▶ _TASK_
Write out all the entries word for word and omit any pictures.

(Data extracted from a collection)
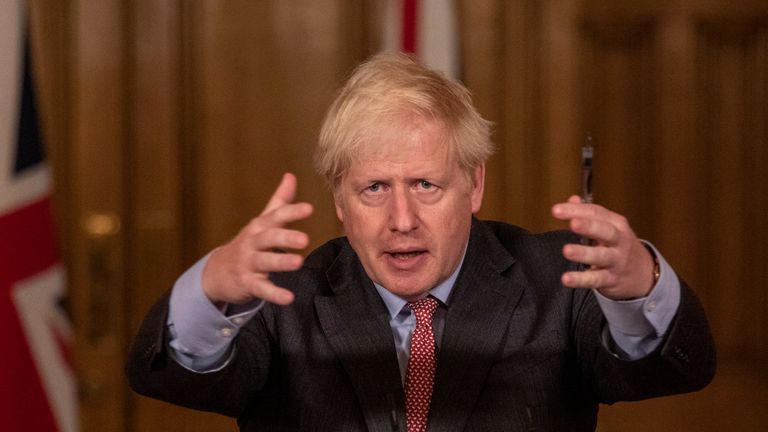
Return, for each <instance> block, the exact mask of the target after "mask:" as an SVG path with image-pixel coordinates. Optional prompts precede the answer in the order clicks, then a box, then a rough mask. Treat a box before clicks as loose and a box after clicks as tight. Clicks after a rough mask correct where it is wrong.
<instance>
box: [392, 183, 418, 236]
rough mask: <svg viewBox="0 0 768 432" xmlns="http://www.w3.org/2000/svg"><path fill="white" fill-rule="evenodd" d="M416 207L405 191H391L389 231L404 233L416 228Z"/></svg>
mask: <svg viewBox="0 0 768 432" xmlns="http://www.w3.org/2000/svg"><path fill="white" fill-rule="evenodd" d="M417 205H418V204H417V203H415V202H414V201H413V197H412V196H411V195H410V194H409V193H408V190H407V189H406V190H403V189H400V190H395V191H393V192H392V195H391V201H390V209H389V229H390V230H391V231H399V232H404V233H405V232H410V231H413V230H415V229H416V228H418V227H419V217H418V211H417V210H418V209H417Z"/></svg>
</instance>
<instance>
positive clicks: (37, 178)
mask: <svg viewBox="0 0 768 432" xmlns="http://www.w3.org/2000/svg"><path fill="white" fill-rule="evenodd" d="M23 3H24V2H23V1H22V0H1V1H0V58H2V61H0V95H2V97H0V214H5V213H6V212H8V211H9V210H12V209H15V208H18V207H21V206H22V205H24V204H26V203H29V202H33V201H36V200H38V199H39V198H41V197H43V196H44V195H46V194H47V193H48V191H49V187H50V172H49V169H48V164H40V165H38V166H36V167H33V168H31V169H29V170H28V171H26V172H24V173H23V175H22V176H20V177H17V178H16V179H12V178H11V175H12V173H13V165H14V163H15V159H14V158H15V156H16V155H15V153H14V152H15V150H16V133H17V131H18V127H19V109H20V107H21V104H20V100H21V78H22V73H23V63H22V61H23V59H24V57H23V53H22V51H23V48H24V45H23V44H24V39H23V37H22V34H23V32H24V26H23V24H22V23H23V22H24V4H23Z"/></svg>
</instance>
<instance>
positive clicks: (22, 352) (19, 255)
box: [0, 197, 58, 431]
mask: <svg viewBox="0 0 768 432" xmlns="http://www.w3.org/2000/svg"><path fill="white" fill-rule="evenodd" d="M56 262H57V253H56V248H55V242H54V232H53V223H52V220H51V212H50V200H49V199H48V197H45V198H43V199H41V200H39V201H36V202H33V203H31V204H29V205H27V206H26V207H23V208H20V209H18V210H16V211H14V212H12V213H8V214H5V215H2V216H0V265H1V266H2V271H0V328H2V329H3V333H2V335H3V336H2V340H0V343H2V346H3V353H4V354H3V355H0V370H2V371H3V373H0V422H1V424H2V425H3V426H2V430H4V431H5V430H8V431H17V430H18V431H21V430H30V431H54V430H57V429H58V428H57V426H56V422H55V421H54V418H53V412H52V411H51V408H50V405H49V403H48V400H47V398H46V393H45V391H44V390H43V383H42V381H41V378H40V375H38V373H37V370H36V364H35V361H34V359H33V358H32V353H31V351H30V347H29V344H28V343H27V340H26V338H25V336H24V331H23V330H22V327H21V322H20V321H19V316H18V314H17V311H16V308H15V306H14V304H13V300H12V293H11V290H12V289H13V287H14V286H15V284H16V283H17V282H20V281H23V280H25V279H27V278H29V277H32V276H35V275H36V274H39V273H41V272H42V271H45V270H46V269H48V268H50V266H52V265H54V264H55V263H56ZM11 353H12V354H11Z"/></svg>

▶ _SOLUTION TO THE EXERCISE_
Return, for each <instance> block, the exact mask of the target after "mask:" as an SVG path with image-pixel coordinates. Optional prompts precede the answer in the order clicks, then a box, then a rough mask. Treat a box before clicks as loose and a box after clicks as tight. Clicks after a rough mask correct where it is wrong.
<instance>
box: [392, 183, 418, 236]
rough mask: <svg viewBox="0 0 768 432" xmlns="http://www.w3.org/2000/svg"><path fill="white" fill-rule="evenodd" d="M416 207L405 191H391L389 231L404 233L416 228Z"/></svg>
mask: <svg viewBox="0 0 768 432" xmlns="http://www.w3.org/2000/svg"><path fill="white" fill-rule="evenodd" d="M417 205H418V204H417V203H415V202H414V201H413V197H412V196H411V195H410V194H409V193H408V190H407V189H406V190H403V189H400V190H395V191H393V192H392V195H391V201H390V209H389V229H390V230H391V231H399V232H404V233H405V232H410V231H413V230H415V229H416V228H418V227H419V217H418V211H417V210H418V209H417Z"/></svg>
</instance>
<instance>
positive clicks: (37, 178)
mask: <svg viewBox="0 0 768 432" xmlns="http://www.w3.org/2000/svg"><path fill="white" fill-rule="evenodd" d="M23 3H24V2H23V1H22V0H1V1H0V58H2V61H0V95H2V97H0V214H5V213H6V212H8V211H9V210H12V209H15V208H18V207H21V206H22V205H24V204H26V203H29V202H33V201H36V200H38V199H39V198H41V197H43V196H44V195H46V194H47V193H48V191H49V187H50V172H49V169H48V164H40V165H38V166H36V167H33V168H31V169H29V170H28V171H26V172H24V173H23V175H22V176H20V177H17V178H16V179H12V178H11V175H12V173H13V165H14V163H15V159H14V158H15V156H16V155H15V153H14V152H15V150H16V133H17V131H18V127H19V109H20V107H21V104H20V100H21V78H22V73H23V63H22V61H23V59H24V57H23V53H22V51H23V48H24V45H23V44H24V39H23V37H22V34H23V32H24V26H23V24H22V23H23V22H24V4H23Z"/></svg>
</instance>
<instance>
positive clicks: (22, 352) (19, 255)
box: [0, 197, 58, 431]
mask: <svg viewBox="0 0 768 432" xmlns="http://www.w3.org/2000/svg"><path fill="white" fill-rule="evenodd" d="M56 262H57V253H56V248H55V242H54V232H53V223H52V220H51V212H50V200H49V199H48V197H45V198H43V199H41V200H39V201H36V202H33V203H31V204H29V205H27V206H26V207H23V208H20V209H18V210H16V211H14V212H12V213H8V214H5V215H2V216H0V265H1V266H2V271H0V328H2V329H3V333H2V335H3V336H2V340H0V343H2V346H3V353H4V354H3V355H0V370H2V371H3V373H0V422H1V424H2V425H3V426H2V430H4V431H5V430H8V431H17V430H18V431H21V430H30V431H54V430H57V429H58V428H57V426H56V422H55V421H54V418H53V412H52V411H51V408H50V405H49V403H48V400H47V398H46V393H45V391H44V390H43V383H42V381H41V378H40V375H38V373H37V370H36V364H35V361H34V359H33V358H32V353H31V351H30V347H29V344H28V343H27V340H26V338H25V336H24V331H23V330H22V327H21V322H20V321H19V316H18V314H17V311H16V308H15V306H14V304H13V300H12V293H11V290H12V289H13V287H14V286H15V284H16V283H17V282H20V281H23V280H25V279H27V278H29V277H32V276H35V275H36V274H39V273H41V272H42V271H45V270H46V269H48V268H50V266H52V265H54V264H55V263H56ZM11 353H12V354H11Z"/></svg>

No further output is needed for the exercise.